---- DOCUMENT EXCERPT

Type of distribution to use for the offset prior. Pass as a string to use the same prior for all proxies, or as a dict of string (with proxy names as keys) to specify a different prior distribution for each proxy. Defaults to Laplace (pymc.Laplace) with mu = 0 and b = 2. mu and b can be changed by passing offset_mu and offset_b. To use other types of priors, pass the name of a distribution from pymc.distributions, along with parameter values in offset_params. Pass as a dictionary with proxy names as keys to specify a different prior for each proxy.

offset_params: dict{float} or dict{dict{float}}, optional

Only required if using a custom offset_prior. Pass as a dictionary to use the same parameters for all proxies, or as a dictionary of dictionaries (with proxy names as keys) to specify different parameters for each proxy. Keys are param_1_name, param_1, param_2_name, and param_2 (with parameter names corresponding to those required for the specified pymc.distributions object). If only one parameter is required, use np.nan for param_2_name and param_2.

noise_type: str or dict{str}, optional

Parameterize noise as per-section (set to section) or per-group (set to groups, and specify the group for each sample and proxy with a noise_group_proxy column in sample_df). Defaults to section. Pass as a dictionary with proxy names as keys to specify a different noise type for each proxy.

noise_prior: str or dict{str}, optional

Type of distribution to use for the noise prior. Pass as a string to use the same prior for all proxies, or as a dict of string (with proxy names as keys) to specify a different prior distribution for each proxy. Defaults to HalfCauchy (pymc.HalfCauchy) with beta = 1. beta can be changed by passing noise_beta.

Other implemented priors (note that noise must be positive-only) are``HalfStudentT`` (pymc.HalfStudentT; defaults to noise_nu = 1 and noise_sigma_studentT = 1) and HalfNormal (pymc.HalfNormal). By default, the HalfNormal prior has sigma equal to the standard deviation of the data associated with each noise term. sigma can be changed by passing noise_sigma. For sections with only 1 sample, the standard deviation of the noise prior is set by noise_sigma_single_sample (defaults to 1).

superposition_dict: dict{list(str)}, optional

Optional; dictionary specifying superposition relationships between different sections. Should only be used when superposition is not implicitly enforced by the age constraints; for example, when sections share the same minimum and maximum age constraints, but are from geological formations with a known stratigraphic relationship. Dictionary keys are section names, and the value for each key is a list of sections that must be older (stratigraphically lower).

jitter: float, optional

Value of jitter passed to pymc.gp.Latent.prior(). Defaults to 0.001.

proxy_observed: bool, optional

Whether to pass observed values to the likelihood function; defaults to True. Only set to False to generate synthetic observations from the model prior in synthetic_observations_from_prior() in stratmc.synthetics.

--------
---- PROVIDED INFORMATION

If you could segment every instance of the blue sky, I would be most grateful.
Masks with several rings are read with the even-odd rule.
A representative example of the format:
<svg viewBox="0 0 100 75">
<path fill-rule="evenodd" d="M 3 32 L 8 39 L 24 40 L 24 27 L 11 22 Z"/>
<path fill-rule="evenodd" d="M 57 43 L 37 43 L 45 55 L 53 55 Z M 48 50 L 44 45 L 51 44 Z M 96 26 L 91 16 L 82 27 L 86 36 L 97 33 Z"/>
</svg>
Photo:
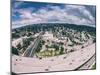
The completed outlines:
<svg viewBox="0 0 100 75">
<path fill-rule="evenodd" d="M 34 23 L 95 25 L 95 6 L 12 1 L 12 28 Z"/>
</svg>

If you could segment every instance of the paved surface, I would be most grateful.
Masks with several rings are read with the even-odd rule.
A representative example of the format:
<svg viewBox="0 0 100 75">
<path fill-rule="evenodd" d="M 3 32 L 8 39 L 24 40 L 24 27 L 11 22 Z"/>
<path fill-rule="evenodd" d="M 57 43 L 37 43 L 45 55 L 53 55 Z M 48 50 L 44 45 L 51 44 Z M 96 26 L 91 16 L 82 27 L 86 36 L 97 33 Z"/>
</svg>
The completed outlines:
<svg viewBox="0 0 100 75">
<path fill-rule="evenodd" d="M 12 56 L 12 72 L 32 73 L 75 70 L 95 54 L 95 43 L 75 52 L 49 58 Z M 87 68 L 88 69 L 88 68 Z"/>
<path fill-rule="evenodd" d="M 26 49 L 22 56 L 24 57 L 33 57 L 34 53 L 38 47 L 38 44 L 41 40 L 42 33 L 32 42 L 32 44 Z"/>
<path fill-rule="evenodd" d="M 94 54 L 93 56 L 92 56 L 92 58 L 89 60 L 89 61 L 87 61 L 86 63 L 84 63 L 80 68 L 78 68 L 78 70 L 82 70 L 82 69 L 91 69 L 92 67 L 91 67 L 91 65 L 93 64 L 93 63 L 95 63 L 95 57 L 96 57 L 96 55 Z"/>
</svg>

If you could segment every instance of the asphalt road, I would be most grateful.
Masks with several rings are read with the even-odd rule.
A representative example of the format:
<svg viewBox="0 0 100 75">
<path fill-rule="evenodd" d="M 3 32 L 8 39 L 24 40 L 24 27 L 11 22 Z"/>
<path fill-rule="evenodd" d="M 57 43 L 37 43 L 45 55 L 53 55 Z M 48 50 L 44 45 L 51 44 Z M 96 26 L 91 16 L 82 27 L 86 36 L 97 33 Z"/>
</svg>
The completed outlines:
<svg viewBox="0 0 100 75">
<path fill-rule="evenodd" d="M 96 55 L 94 54 L 86 63 L 81 65 L 79 68 L 77 68 L 77 70 L 91 69 L 90 67 L 95 62 L 95 57 L 96 57 Z"/>
<path fill-rule="evenodd" d="M 34 53 L 38 47 L 38 44 L 41 40 L 42 33 L 33 41 L 33 43 L 26 49 L 23 56 L 24 57 L 33 57 Z"/>
</svg>

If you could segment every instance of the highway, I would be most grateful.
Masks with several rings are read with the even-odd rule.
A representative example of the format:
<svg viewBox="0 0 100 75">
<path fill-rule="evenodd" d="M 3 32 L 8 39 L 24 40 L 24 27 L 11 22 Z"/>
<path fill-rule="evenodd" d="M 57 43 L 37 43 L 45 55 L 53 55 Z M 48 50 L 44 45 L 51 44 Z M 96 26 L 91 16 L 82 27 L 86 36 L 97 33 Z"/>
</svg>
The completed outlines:
<svg viewBox="0 0 100 75">
<path fill-rule="evenodd" d="M 23 53 L 22 56 L 24 57 L 33 57 L 35 54 L 35 51 L 38 47 L 38 44 L 41 40 L 42 37 L 42 32 L 40 33 L 40 35 L 32 42 L 32 44 L 26 49 L 26 51 Z"/>
</svg>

--------

- [WHAT TO WORK ON]:
[1] Using the parameter documentation, decide whether each statement below agrees with it: (a) The default jitter value is 0.001. (b) The default noise_type is groups. (c) The default HalfCauchy noise prior has beta = 2. For each, answer yes or no and quote the words of the parameter documentation that decide it.
[2] Repeat the parameter documentation word for word between "Only required if" and "param_2_name and param_2.", inclusive.
[3] Condense the paragraph of the parameter documentation that begins "Optional; dictionary specifying superposition relationships" into a short bulleted list that keeps its main facts.

- [THE SOLUTIONS]:
[1]
(a) Yes: "Defaults to 0.001."
(b) No: "Defaults to section."
(c) No: "Defaults to HalfCauchy (pymc.HalfCauchy) with beta = 1."

[2]
Only required if using a custom offset_prior. Pass as a dictionary to use the same parameters for all proxies, or as a dictionary of dictionaries (with proxy names as keys) to specify different parameters for each proxy. Keys are param_1_name, param_1, param_2_name, and param_2 (with parameter names corresponding to those required for the specified pymc.distributions object). If only one parameter is required, use np.nan for param_2_name and param_2.

[3]
- This optional dictionary sets superposition relationships between sections.
- Use it only when the age constraints do not already enforce superposition. One case is sections that share the same minimum and maximum age constraints but come from geological formations with a known stratigraphic relationship.
- Keys are section names.
- Each value is a list of sections that must be older (stratigraphically lower).